Page excerpt:

- - -

Despite President Duterte’s many tirades against the European Union, Spanish companies continue to look at the Philippines as a bastion of opportunity.
Last week, 33 of Spain’s top engineering companies came to the Philippines to conduct multilateral talks with the government and local conglomerates. The objective was to form partnerships, alliances and collaborations towards the Philippine’s $186-billion infrastructure program.
The Spaniards came in full force under the aegis of the Instituto Español de Comercio Exterior (ICEX), Spain’s national trade and investment office. The delegation was headed by no less than Mr. Franciso Javier Garzón, ICEX’ chief operating officer who is also an economic adviser to Prime Minister Mariano Rajoy. Along with Mr. Garzón were a team of CEOs including those representing the COMSA Industrial Group, Grupo Cobra, Indra, MAFEX Railway Association and SENER Inginiera y Sistemas, among others. These Spanish companies are among the largest infrastructure companies in the world.
Unknown to many, Spain has one of the largest concentration of engineering and infrastructure conglomerates. In fact, seven out of the world’s ten biggest civil and infrastructure projects were undertaken by Spanish companies. These include the expansion of the Panama Canal, the upgrade of New York city’s subway system, the expansion and modernization of London Heathrow Airport, and the construction of the high speed railway connecting Medina to Mecca in Saudi Arabia, among others. Spanish companies ranks first among those granted financing by the World Bank for infrastructure related projects.
While Spain’s engineering expertise spans a whole gamut of sectors, their competence is noteworthy in the fields of solar and wind energy, hydro-facilities, and railways. Their expertise in these sectors exceed that of the Japanese and Germans.

- - -

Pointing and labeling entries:
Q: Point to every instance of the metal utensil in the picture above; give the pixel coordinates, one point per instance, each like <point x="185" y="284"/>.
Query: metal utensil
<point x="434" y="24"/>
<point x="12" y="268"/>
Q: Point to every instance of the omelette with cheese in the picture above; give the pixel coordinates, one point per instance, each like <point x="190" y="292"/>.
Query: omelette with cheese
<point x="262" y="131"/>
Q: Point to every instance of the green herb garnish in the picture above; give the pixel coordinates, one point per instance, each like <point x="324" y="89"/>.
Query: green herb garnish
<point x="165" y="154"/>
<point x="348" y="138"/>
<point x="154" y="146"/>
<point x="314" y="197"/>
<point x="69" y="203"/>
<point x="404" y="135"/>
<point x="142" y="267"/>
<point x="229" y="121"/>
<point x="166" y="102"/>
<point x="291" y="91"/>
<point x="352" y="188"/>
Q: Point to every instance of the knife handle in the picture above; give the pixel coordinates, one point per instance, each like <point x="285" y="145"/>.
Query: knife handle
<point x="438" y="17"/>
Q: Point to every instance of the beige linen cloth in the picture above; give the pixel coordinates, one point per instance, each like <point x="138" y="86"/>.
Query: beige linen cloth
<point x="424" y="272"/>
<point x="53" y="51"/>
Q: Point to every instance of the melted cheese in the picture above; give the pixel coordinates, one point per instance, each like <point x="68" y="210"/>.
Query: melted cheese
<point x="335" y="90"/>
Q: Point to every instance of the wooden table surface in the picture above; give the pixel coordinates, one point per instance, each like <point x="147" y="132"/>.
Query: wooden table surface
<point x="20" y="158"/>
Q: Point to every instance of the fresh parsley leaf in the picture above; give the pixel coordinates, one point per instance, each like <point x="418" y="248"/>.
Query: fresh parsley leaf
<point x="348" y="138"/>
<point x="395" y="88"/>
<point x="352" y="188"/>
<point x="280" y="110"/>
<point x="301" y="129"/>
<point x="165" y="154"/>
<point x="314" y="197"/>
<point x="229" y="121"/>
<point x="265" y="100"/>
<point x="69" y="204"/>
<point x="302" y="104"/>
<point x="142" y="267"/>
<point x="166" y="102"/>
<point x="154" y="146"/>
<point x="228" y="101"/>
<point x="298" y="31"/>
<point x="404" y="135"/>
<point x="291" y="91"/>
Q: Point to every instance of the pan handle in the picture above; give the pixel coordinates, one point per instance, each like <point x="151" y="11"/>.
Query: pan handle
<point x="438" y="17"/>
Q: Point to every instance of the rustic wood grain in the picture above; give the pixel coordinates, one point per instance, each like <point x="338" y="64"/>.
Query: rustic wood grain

- - -

What is expected: Please copy the passage of the article on Spanish engineering firms above word for word, from "Unknown to many, Spain" to "infrastructure related projects.".

Worked solution:
Unknown to many, Spain has one of the largest concentration of engineering and infrastructure conglomerates. In fact, seven out of the world’s ten biggest civil and infrastructure projects were undertaken by Spanish companies. These include the expansion of the Panama Canal, the upgrade of New York city’s subway system, the expansion and modernization of London Heathrow Airport, and the construction of the high speed railway connecting Medina to Mecca in Saudi Arabia, among others. Spanish companies ranks first among those granted financing by the World Bank for infrastructure related projects.